> **TASK DIRECTIONS**: Return the passage of the John Moore text from "Brian David Stevens, Photographer, work" to "colour is gold.", copied word for word.

> **TEXT SEGMENT**:
----
John Moore, Singer, songwriter, guitar player, writer, poet, painter, thinker, bipolar, insomniac, temperamental, cantankerous, occasionally amusing. Once imported Absinthe. Loves books, cats and rock and roll. Formerly of Black Box Recorder, and The Jesus and Mary Chain. Lives in London.
Brian David Stevens, Photographer, work held by the National Portrait Gallery and the National Galleries Of Scotland, published worldwide. Welsh parents and brought up in Yorkshire. Favourite colour is gold.
Extracts from the opening of the book:
The writer and musician John Moore achieved early notoriety as part of the Jesus and Mary Chain pop group, and solo success with Polydor records, recording his debut album at New York's legendary Electric Lady studios. He later went on to co-found Black Box Recorder, writing three albums, and scoring several chart hits.
Never quite 'of the times', he spent long periods languishing in deep thought, and suffered prolonged bouts of chronic depression, often allowing others to profit more from his work than he did. Eventually diagnosed as type 1 bipolar, he could be a 'difficult' person to be around.
...The bipolar upswing that occurred wiped out everything around him. Songs begun decades ago, or right there and then, seeped into one another. Half-formed ideas that had floated harmlessly in his head, locked and loaded, their aim deadly. He felt invincible. A channel of communication was open, a listening post at the border or life and death. Any line or rhyme was his for the taking. It was a songwriter's dream, but a human being's nightmare. An hour's recording became twenty-four hours at a sitting, hunched over a screen, intense, rigid and utterly driven, each day and night. The outside world vanished, human contact evaporated.
----
> **LISTED ENTRIES**:
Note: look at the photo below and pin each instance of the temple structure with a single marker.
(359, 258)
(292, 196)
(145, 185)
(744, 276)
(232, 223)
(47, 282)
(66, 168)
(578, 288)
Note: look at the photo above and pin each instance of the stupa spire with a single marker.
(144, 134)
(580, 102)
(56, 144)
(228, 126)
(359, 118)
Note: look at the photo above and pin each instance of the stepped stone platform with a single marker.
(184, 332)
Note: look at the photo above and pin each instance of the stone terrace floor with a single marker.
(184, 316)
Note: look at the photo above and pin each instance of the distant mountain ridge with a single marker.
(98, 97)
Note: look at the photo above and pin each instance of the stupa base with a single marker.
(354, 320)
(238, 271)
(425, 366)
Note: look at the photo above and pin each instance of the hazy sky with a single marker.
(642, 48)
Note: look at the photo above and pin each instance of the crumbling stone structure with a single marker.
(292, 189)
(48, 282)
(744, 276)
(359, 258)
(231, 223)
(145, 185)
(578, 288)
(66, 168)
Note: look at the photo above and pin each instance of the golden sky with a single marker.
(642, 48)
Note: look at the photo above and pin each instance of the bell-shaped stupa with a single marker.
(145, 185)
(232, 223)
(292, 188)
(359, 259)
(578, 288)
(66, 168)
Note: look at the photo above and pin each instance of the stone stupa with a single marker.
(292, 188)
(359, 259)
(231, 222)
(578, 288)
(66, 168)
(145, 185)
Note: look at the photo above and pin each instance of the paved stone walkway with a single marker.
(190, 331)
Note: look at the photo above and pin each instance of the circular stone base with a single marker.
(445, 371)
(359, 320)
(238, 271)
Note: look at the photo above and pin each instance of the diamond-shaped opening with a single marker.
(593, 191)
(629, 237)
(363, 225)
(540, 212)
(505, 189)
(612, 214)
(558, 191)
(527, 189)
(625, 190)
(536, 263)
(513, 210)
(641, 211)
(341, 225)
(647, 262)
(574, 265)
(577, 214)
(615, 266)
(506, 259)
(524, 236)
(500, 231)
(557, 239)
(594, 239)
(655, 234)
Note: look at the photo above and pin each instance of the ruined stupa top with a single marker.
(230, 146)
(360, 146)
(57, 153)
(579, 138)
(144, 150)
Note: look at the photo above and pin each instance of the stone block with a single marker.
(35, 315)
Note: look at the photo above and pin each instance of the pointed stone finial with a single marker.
----
> **TASK ANSWER**:
Brian David Stevens, Photographer, work held by the National Portrait Gallery and the National Galleries Of Scotland, published worldwide. Welsh parents and brought up in Yorkshire. Favourite colour is gold.